One thing that quicky becomes apprent is that JCC is not just a poet. He is equal parts poet, raconteur and stand up comic. The intros to his poems are frequently longer than the poems themselves and are without exception hilariously funny. Introducing Get Back on Drugs You Fat Fuck he thanks us for not commenting on him ‘piling on the pounds recently‘. He is, of course, still pipe cleaner thin but nevertheless tells us that ‘I fell down the stairs last Monday and the wife thought Eastenders had finished early‘.
There is as much laughter in The Philharmonic tonight as any pure comedy gig will generate, but to tag Clarke as just a funnyman is to do him an injustice. He gives us limericks and haikus along with his more traditional fare, yes they are all comedic, but Clarke has obviously paid attention to his craft and played with poetry to arrive where he is now.
He tears through Beasely Street at a breakneck speed. Too fast in fact for us to get much of the meaning. His poems can be great works and a lot of this is often lost in the sheer pace of his delivery. This time though, this was just to warm us up for his updating of this tale; Beasley Boulevard.

#### SUPPLIED MATERIAL
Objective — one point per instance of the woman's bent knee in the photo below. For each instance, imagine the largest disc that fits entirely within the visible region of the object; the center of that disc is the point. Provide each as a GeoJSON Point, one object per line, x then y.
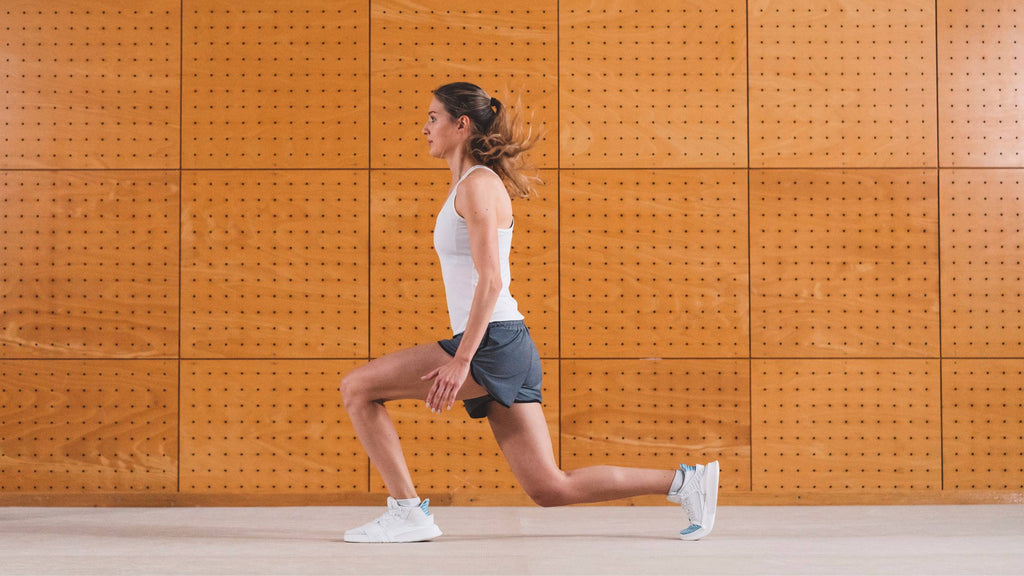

#### YOUR TASK
Continue the review of Clarke's show at The Philharmonic, starting after its last sentence.

#### TASK OUTPUT
In this, the ficticous Beasley Street has been gentrified. Where the original tells us ‘A lightbulb bursts like a blister, the only form of heat. Here a fellow sells his sister down the river on Beasley Street’, in the update, due to invenstment by ‘Urban Splash, Laurence Llewellyn Bowen and a couple of lifestyle gurus, you just wouldn’t recognise the place‘.
Where Beasley Street was a place of nightmarish grim visions, Beasley Boulevard has ‘noodle bars, poodle parlours‘, visits from Royals and the like. One line succinctly tells of of a place that, for all its faults, has had its soul taken away and where the locals are pushed out. ‘Where anything can happen, but hardly ever does, there’s a pub but the regulars are barred‘
This is John Cooper Clarke‘s genuis, to pack so much meaning into just a few lines. For all the laughter, there are points to be made, observations on modern life to impart and the deft hand of a poet who, after decades of writing, still has the talent and ability to make us laugh and make us sad at the same time.
With a nice sideline of appearing on panel shows, his star is now higher than ever and he is, quite rightly, being regarded as a national treasure. This is absolutely right but also quite anachronistic, as there is still something of the rebel about John Cooper Clarke. His refusal to grow old gracefully and his conitinuing ire at the world he documents will prevent him from becoming a cosy establishment comedian.
It is the comedy that wins out. tonight he made us laugh long into the nght. An artist, a thinker, a poet. And still on top form after all these years of a life less ordinary.
Brilliant.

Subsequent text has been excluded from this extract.